§ **Objective**
Copy everything in the data below exactly except the pictures.

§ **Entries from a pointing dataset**
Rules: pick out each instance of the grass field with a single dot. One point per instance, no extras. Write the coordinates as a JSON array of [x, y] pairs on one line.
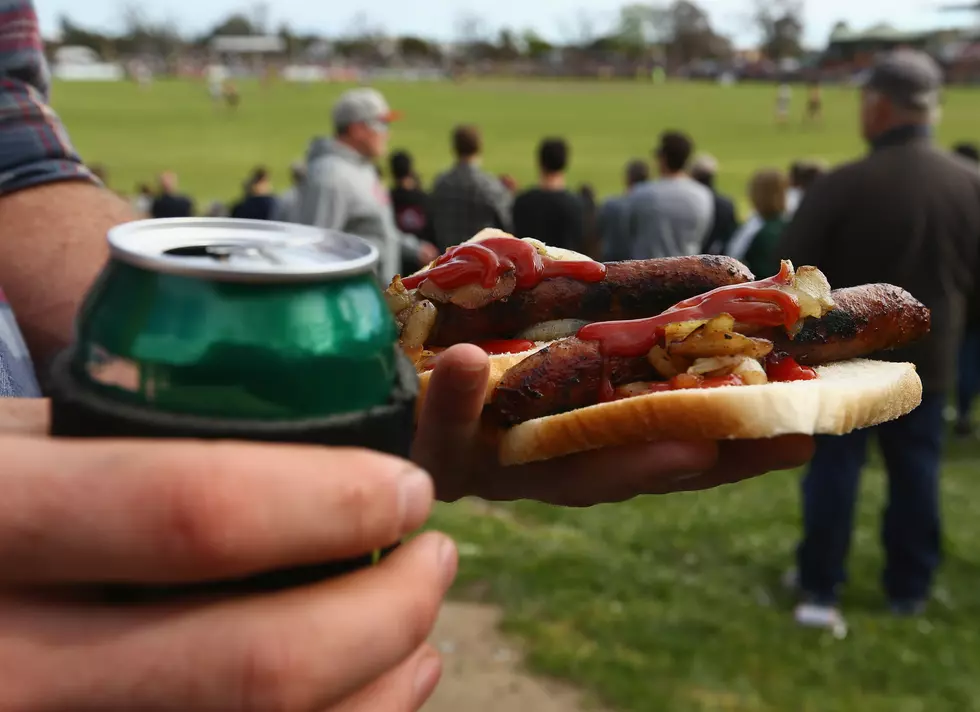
[[174, 125], [670, 603]]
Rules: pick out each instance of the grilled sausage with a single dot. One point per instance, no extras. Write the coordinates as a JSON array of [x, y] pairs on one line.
[[630, 290], [868, 319], [569, 374]]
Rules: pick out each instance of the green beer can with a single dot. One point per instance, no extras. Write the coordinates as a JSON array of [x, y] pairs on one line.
[[238, 329]]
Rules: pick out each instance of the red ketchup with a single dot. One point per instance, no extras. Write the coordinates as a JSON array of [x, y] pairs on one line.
[[759, 303], [506, 346], [781, 367], [487, 261]]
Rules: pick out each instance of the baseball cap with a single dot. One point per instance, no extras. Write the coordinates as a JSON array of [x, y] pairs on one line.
[[910, 78], [362, 106]]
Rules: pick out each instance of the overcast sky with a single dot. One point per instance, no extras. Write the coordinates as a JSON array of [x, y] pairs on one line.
[[555, 19]]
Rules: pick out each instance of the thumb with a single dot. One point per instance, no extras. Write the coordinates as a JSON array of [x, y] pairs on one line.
[[449, 419]]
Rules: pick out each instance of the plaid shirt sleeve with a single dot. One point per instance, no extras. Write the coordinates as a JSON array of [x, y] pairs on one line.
[[34, 147]]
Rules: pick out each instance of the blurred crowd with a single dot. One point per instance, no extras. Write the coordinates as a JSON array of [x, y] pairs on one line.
[[907, 213]]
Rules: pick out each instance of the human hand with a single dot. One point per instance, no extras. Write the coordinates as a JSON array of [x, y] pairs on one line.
[[74, 514], [448, 444]]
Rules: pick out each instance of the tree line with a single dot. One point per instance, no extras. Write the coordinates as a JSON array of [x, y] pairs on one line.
[[676, 34]]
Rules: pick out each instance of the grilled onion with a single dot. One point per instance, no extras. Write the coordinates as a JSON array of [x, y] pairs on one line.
[[659, 359], [418, 324], [397, 297], [717, 338], [551, 330]]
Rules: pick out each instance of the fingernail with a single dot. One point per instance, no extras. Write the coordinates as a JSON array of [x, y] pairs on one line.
[[448, 561], [416, 498], [427, 676]]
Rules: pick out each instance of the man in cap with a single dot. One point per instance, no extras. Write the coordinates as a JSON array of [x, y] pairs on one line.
[[909, 214], [343, 191], [704, 170]]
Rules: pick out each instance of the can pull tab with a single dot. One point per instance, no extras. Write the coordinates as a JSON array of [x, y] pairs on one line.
[[228, 252]]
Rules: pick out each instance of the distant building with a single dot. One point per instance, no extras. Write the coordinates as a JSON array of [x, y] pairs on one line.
[[248, 53], [857, 50]]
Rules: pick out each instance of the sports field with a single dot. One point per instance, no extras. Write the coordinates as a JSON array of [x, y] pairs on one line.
[[661, 604], [174, 125]]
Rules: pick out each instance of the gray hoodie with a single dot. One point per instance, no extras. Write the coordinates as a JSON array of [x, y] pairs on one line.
[[343, 192]]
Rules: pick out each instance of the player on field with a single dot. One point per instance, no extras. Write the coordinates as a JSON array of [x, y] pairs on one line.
[[814, 103], [784, 98]]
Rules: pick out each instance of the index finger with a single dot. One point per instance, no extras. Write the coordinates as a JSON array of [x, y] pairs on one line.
[[157, 511], [24, 416]]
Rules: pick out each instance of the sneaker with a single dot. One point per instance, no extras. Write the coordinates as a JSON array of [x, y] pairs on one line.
[[790, 580], [908, 608], [827, 617], [963, 428]]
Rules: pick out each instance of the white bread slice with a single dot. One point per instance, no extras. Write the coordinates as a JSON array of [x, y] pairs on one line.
[[847, 396]]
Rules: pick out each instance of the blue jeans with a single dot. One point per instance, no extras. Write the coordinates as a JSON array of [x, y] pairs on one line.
[[968, 376], [910, 532]]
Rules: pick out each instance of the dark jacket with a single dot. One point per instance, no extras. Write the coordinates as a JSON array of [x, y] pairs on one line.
[[722, 228], [556, 217], [907, 214], [255, 207]]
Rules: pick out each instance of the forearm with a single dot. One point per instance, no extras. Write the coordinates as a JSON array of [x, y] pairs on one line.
[[54, 243]]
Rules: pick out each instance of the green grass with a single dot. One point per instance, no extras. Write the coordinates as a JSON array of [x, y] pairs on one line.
[[674, 603], [669, 603], [174, 125]]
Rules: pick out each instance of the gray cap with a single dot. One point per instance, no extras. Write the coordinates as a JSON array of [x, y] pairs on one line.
[[362, 106], [910, 78]]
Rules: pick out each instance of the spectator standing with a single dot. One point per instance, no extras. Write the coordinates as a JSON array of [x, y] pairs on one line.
[[169, 203], [410, 203], [802, 175], [343, 190], [613, 222], [465, 199], [590, 217], [767, 191], [724, 223], [550, 212], [259, 202], [143, 200], [968, 372], [670, 216], [907, 214], [287, 204]]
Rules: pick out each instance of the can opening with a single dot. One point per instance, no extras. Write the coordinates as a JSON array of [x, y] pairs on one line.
[[216, 252]]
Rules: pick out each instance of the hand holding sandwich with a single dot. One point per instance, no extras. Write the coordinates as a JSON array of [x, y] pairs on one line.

§ **Complete answer**
Rules: pick out each instance of the grass field with a single dot. One point per instance, no extras. Write the coordinates as a JSON array of [x, y] pairs on one line.
[[174, 125], [670, 603]]
Rules: pick out each instance of the grilled sausage with a single dot. One point per instance, no extras. Write the coordinates as a JSON array of [x, y] pairs on one line.
[[630, 290], [868, 319], [569, 374]]
Rules: pick out each instance of the green beer can with a single dot. One point per instance, no extras. Write the coordinates as a JSON array of [x, y] pairs on one line.
[[238, 329]]
Rules: pick out each instance of the red ketchup with a single dot. One point per instance, no extras. Write the coordinates as a JSON array of [x, y] pairs on one line.
[[759, 303], [506, 346], [781, 367], [487, 261]]
Rules: pick out each instance of the baseball cap with a single dot. One point per instance, no extras. Write the coordinates as a JSON array of [x, y] pairs on one line.
[[910, 78], [362, 106]]
Rules: pick out each instance of the overcast sky with a single dot. One point per instance, no extras. Write the coordinates as a JSON array of [x, y] pairs on one line.
[[555, 19]]
Rules: pick out each instance of the thumb with a single dot. One point per instance, no extras. Write the coordinates as a JSON array of [x, y] pairs on one line.
[[449, 419]]
Rules: pick out each instance of the plaid shirt sleeve with a single dot. One point per instance, no extras. Write the coordinates as a JSON array of [x, y] pairs on one line.
[[34, 147]]
Rules: pick out each instance of the blurred crowd with a single dot. One point per instance, no extras. Write the coordinates as a JSON array of [x, y] pairs on one line.
[[907, 213]]
Rules: pick out each instance of the human hand with a single dot. One point per instance, no extras. Write the coordinates as a JSON array of [x, y] pairs on one line.
[[74, 514], [448, 444]]
Rules: pick out each instance of the tree line with a single dot. One point per instance, no extras. Write the coordinates as a JSON array of [x, y] pairs on one line.
[[676, 34]]
Rules: pick out each instance of the grilled onion with a single dot. One point per instance, no extras. Write the coordinates as a JSON array of [x, y] pairs on one line.
[[659, 359], [418, 324], [397, 297], [717, 338], [551, 330]]
Rules: pick out each instance of the fingernail with a single dot. One point per instance, no extras. Write the coordinates as a JSON array of [x, y] pairs on one line.
[[448, 561], [416, 498], [427, 676]]
Rules: pick out each instance of the man in cap with a single dot. One point per instance, no extras. Write the coordinates as a JSON array of [x, y] pairs on one line.
[[909, 214], [343, 191], [704, 170]]
Rules: pick out each instance of the can pull tab with a single dot. One point per instance, no extras. Write the coordinates as a JSON array of [x, y] pairs on one line.
[[228, 252]]
Rules: pick out each instance of the distant building with a single dot. One point per instance, no extras. Write the coordinates as a JSON array of [x, y] pairs on one line.
[[248, 53], [857, 50]]
Rules: pick out each instance of the sports field with a single dot. One point per instance, no extras. Write the coordinates as a JSON array of [x, y] pairs on one line.
[[661, 604], [174, 125]]
Rules: pick out each instance of the gray hoodie with a single dot. One point per instance, no extras. Write the coordinates as a JSON array of [x, y] pairs on one line.
[[343, 192]]
Rules: pick out each instance of the player on field with a single dot. One point per instance, no extras. Write the coordinates as a JSON array of [x, y] pairs on one line.
[[814, 103], [784, 98]]
Rules: pick out each instance of the index finger with a single dot. One point per instance, no extras. Write the coordinates as a JSON array of [x, y] pairs on one line.
[[157, 511], [24, 416]]
Rules: pick out each instance of the sneaker with a single dot. One point per instance, no extras. Write the coordinates as a JSON array of [x, y] pairs on one line.
[[790, 580], [908, 608], [827, 617], [963, 428]]
Rules: pick out each instance of the white bread slice with a single dot. One point per instance, no extras. Write the coordinates as a JSON array of [x, y] pairs on one line.
[[847, 396]]
Rules: pick out each instance of the blue jeans with a single dot. One point per instance, no extras. Write the coordinates as a JSON array of [x, y] pairs on one line.
[[968, 376], [910, 532]]
Rules: pick out each instance of the dark jacket with a single dot. One point per instance, no extras. Write the coordinates as a JSON array of [x, y] pairs on one line.
[[722, 228], [556, 217], [907, 214], [255, 207]]
Rules: pick out each instance of the forearm with a single dot. One point per instance, no extras. Write the coordinates as a JSON array of [x, y] pairs on one line.
[[54, 243]]
Rules: pick out each instance of the green grass with a single dot. One point per instance, no extras. Write the coordinates as a JSON array of [x, y] pairs on one line.
[[674, 603], [669, 603], [174, 125]]
Rules: pick out each instance of the gray cap with a single dot. One point per instance, no extras. Write the coordinates as a JSON array of [x, y] pairs on one line.
[[362, 106], [910, 78]]
Rules: pick out each instance of the spectator standing with a single dot. One point per instance, no extras. Write the coordinates as a JSON array of [x, y] pairs on one line.
[[169, 203], [410, 203], [802, 175], [343, 190], [613, 222], [465, 199], [590, 217], [767, 191], [724, 223], [550, 212], [259, 202], [143, 200], [968, 372], [670, 216], [907, 214], [287, 204]]
Rules: pick out each instance of the can opening with a single dot. One point per instance, no extras. Write the coordinates as a JSON array of [x, y] pairs on one line.
[[216, 252]]
Rules: pick out each instance of the hand holding sandwich with a single dot. One point per instance, no extras. Write the coordinates as a JSON array of [x, y] pairs on one line.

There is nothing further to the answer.